[Records from a collection]
================

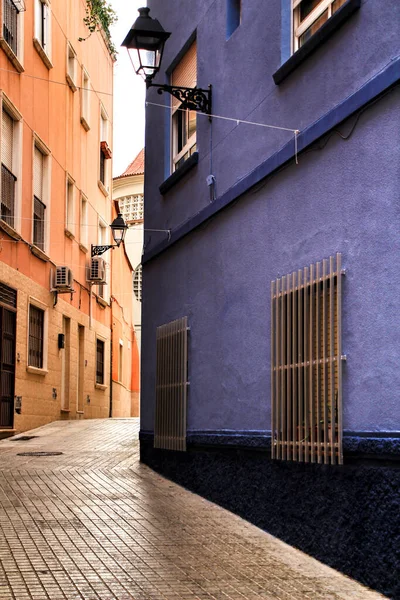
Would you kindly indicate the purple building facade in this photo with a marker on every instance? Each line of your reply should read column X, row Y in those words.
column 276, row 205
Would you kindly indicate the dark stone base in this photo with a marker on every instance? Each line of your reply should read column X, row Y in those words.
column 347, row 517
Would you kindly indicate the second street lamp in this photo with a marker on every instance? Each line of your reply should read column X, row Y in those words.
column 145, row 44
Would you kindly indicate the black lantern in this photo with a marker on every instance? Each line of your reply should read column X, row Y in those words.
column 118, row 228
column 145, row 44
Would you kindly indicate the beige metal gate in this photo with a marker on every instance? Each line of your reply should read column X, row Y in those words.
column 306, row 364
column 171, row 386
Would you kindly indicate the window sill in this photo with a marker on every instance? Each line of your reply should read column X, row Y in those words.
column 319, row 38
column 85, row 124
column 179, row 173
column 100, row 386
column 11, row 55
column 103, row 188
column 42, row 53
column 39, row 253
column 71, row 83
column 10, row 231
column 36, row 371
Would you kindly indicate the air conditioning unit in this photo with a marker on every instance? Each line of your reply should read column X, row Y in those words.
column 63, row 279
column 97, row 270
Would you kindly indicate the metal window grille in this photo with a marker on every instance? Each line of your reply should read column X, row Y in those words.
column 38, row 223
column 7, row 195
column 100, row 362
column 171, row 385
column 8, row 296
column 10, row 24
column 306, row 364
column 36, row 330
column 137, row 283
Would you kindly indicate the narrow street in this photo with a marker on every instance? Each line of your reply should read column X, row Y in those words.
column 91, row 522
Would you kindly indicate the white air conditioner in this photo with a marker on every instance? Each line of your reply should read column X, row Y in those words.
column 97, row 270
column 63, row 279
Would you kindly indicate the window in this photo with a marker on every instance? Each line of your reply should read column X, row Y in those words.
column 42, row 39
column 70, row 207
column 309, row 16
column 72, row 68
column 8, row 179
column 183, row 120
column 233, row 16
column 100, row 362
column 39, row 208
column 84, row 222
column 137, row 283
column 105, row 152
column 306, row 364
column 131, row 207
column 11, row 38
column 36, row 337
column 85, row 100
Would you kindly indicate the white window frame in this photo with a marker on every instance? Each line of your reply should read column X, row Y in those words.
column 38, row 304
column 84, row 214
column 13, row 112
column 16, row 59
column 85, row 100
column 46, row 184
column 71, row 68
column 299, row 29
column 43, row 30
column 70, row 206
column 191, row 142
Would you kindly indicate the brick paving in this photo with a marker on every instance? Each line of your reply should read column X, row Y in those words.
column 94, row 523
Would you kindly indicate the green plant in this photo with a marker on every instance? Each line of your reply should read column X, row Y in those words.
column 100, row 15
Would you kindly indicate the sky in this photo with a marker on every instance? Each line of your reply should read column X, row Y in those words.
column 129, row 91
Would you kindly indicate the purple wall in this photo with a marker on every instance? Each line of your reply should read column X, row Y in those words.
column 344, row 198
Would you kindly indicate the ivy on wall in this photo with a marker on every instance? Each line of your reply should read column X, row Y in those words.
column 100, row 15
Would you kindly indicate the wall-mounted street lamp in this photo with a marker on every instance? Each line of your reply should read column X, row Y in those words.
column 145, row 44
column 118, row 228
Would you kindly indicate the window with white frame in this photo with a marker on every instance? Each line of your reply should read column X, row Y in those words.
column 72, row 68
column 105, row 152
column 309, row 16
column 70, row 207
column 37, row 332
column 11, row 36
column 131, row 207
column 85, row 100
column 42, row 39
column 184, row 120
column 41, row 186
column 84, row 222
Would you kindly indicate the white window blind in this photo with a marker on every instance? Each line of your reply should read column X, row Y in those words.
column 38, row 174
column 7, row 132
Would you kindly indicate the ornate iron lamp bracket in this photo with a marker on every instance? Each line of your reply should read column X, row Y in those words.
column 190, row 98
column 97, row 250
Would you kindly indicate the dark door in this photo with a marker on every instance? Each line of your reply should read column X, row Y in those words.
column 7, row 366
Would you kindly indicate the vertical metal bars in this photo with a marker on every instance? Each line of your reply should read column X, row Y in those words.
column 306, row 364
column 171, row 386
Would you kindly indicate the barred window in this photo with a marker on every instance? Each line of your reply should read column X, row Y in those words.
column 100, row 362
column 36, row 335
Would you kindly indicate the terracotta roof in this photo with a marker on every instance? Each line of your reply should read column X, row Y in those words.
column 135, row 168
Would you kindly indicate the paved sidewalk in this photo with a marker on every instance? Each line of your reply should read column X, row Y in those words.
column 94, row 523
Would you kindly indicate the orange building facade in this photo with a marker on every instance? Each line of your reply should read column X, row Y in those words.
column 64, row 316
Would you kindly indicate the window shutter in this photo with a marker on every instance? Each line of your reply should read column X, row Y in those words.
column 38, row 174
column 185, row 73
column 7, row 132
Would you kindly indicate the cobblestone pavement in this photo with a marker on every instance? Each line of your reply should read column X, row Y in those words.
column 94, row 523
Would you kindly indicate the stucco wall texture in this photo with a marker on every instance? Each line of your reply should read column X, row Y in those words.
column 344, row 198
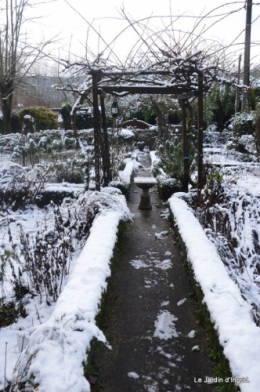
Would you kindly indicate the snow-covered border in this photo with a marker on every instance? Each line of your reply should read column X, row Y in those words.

================

BRIEF
Copy out all the entries precisely. No images.

ANSWER BOX
Would you kindly indicate the purple building facade in this photo with a marker on every instance? Each line of your reply should read column X, row Y in those words.
column 276, row 205
Would you kindly indicate the dark stone base in this photo with a marker on every instance? Each line of your reply should read column X, row Y in those words.
column 347, row 517
Would you kindly indicate the second street lamp in this photo with a marker on every instance? Each line of your reply should read column X, row Y in those words.
column 145, row 44
Would you kindly indicate the black lantern in this photo with a marker on every instance? Each line of your reply should read column X, row Y in those words.
column 118, row 228
column 145, row 44
Would you kindly indicate the beige metal gate in this photo with a marker on every instance? Each line of your reply should read column X, row Y in those words.
column 306, row 364
column 171, row 386
Would you kindly indicate the window sill in this photo with a marker on every instance? Each line of your reply should read column X, row Y in those words.
column 319, row 38
column 85, row 124
column 179, row 173
column 100, row 386
column 11, row 55
column 103, row 188
column 42, row 53
column 39, row 253
column 71, row 83
column 10, row 231
column 36, row 371
Would you kindly indicate the air conditioning unit in this photo with a marker on every instance? Each line of your reply should read column X, row Y in those words.
column 63, row 279
column 97, row 270
Would you kindly indicate the metal window grille in this photo with a marker on every instance? Each line of your reply should read column X, row Y in those words.
column 38, row 223
column 7, row 195
column 100, row 362
column 171, row 385
column 8, row 296
column 10, row 24
column 306, row 364
column 36, row 330
column 137, row 283
Would you kindly indicate the narrow street in this photo with a marker on every instance? Each line of your reply should read column X, row Y in those words.
column 91, row 522
Would you kindly indicate the white air conditioner in this photo with a marker on every instance? Each line of your reply should read column X, row Y in those words.
column 97, row 270
column 63, row 279
Would you kindly indicate the window in this photo with a marker on every instance? Each line of your reply should read column X, row Y in those words.
column 42, row 39
column 70, row 207
column 309, row 16
column 72, row 68
column 8, row 179
column 183, row 120
column 233, row 16
column 100, row 362
column 39, row 208
column 84, row 222
column 137, row 283
column 105, row 152
column 306, row 364
column 131, row 207
column 11, row 38
column 36, row 337
column 85, row 100
Would you kindly indicate the white window frame in this photo with a marker on every instance? Each line of your reply should read column X, row Y in those words.
column 38, row 304
column 84, row 214
column 13, row 112
column 16, row 59
column 85, row 100
column 46, row 184
column 71, row 68
column 299, row 29
column 43, row 30
column 70, row 206
column 191, row 142
Would you kindly indicate the brick paving in this photo with a marker on every instance? Each line of your reply should read column X, row Y in those words.
column 94, row 523
Would you kindly indicate the green plant in this photo with a marker on every instance? Each line of your reply should read column X, row Y in those words.
column 100, row 15
Would you kindly indicate the sky in this photo with a marker on every instance? Each line of your reply should read column X, row Y in those words.
column 129, row 91
Would you kindly indicate the purple wall in this photo with a marker on every instance? Each line of your reply should read column X, row Y in those words.
column 344, row 198
Would you kindly indicate the ivy on wall in this photo with a marker on every instance? Each line of your reply should read column X, row Y in those words.
column 100, row 15
Would you kindly indicate the wall-mounted street lamp in this photo with a marker on every instance? Each line of your reply should read column X, row Y in those words.
column 145, row 44
column 118, row 228
Would you kindly indicate the window with white frame in this photo with a marker on every instance? Each line of your reply should read column X, row Y in those words.
column 72, row 68
column 105, row 152
column 309, row 16
column 70, row 207
column 37, row 332
column 11, row 36
column 131, row 207
column 85, row 100
column 42, row 39
column 184, row 120
column 41, row 186
column 84, row 222
Would you kindly indicate the white window blind in this photo with a marker on every instance? Each line of your reply should read column X, row Y in those words.
column 38, row 174
column 7, row 132
Would you kindly indicate the ornate iron lamp bracket in this photo with a marker on every instance? Each line of your reply should read column X, row Y in those words.
column 190, row 98
column 97, row 250
Would you kindly indicate the dark door in this photo with a marker on every instance? Each line of your reply should read column X, row Y in those words.
column 7, row 366
Would you kindly indicate the vertical metal bars in this photo with a marker on every instance? Each line of your reply should read column X, row Y in those words.
column 306, row 364
column 171, row 386
Would you kindly indicate the barred window in this photo with a marker on every instance? Each line of your reply should read column X, row Y in those words.
column 100, row 362
column 36, row 335
Would you kindly indicate the terracotta roof in this photo with a marker on every instance? Each line of your reply should read column X, row Y in those words.
column 135, row 168
Would you kindly indicate the paved sidewalk in this photo with a marker on every instance? Each line of your reply should read column X, row Y in those words.
column 94, row 523
Would you kindly indicate the orange building facade in this photo with a marker on every instance? Each line of your reply should read column X, row Y in those words.
column 64, row 316
Would you kindly indicate the window shutter in this photo with a marker on every instance? Each line of your reply should read column X, row Y in those words.
column 38, row 174
column 185, row 73
column 7, row 132
Would you kindly indicate the cobblestone pavement in this photo with a marker on every instance? Each line of your reply should read column X, row Y in those words.
column 94, row 523
Would you kindly indicate the stucco wall texture in this photo with a marker on every instance? Each line of your reply should read column X, row Y in those words.
column 344, row 198
Would you kindly indicate the snow-covered border in this photo with a marker on every instance? Each line of your reply should read column X, row Y in those words.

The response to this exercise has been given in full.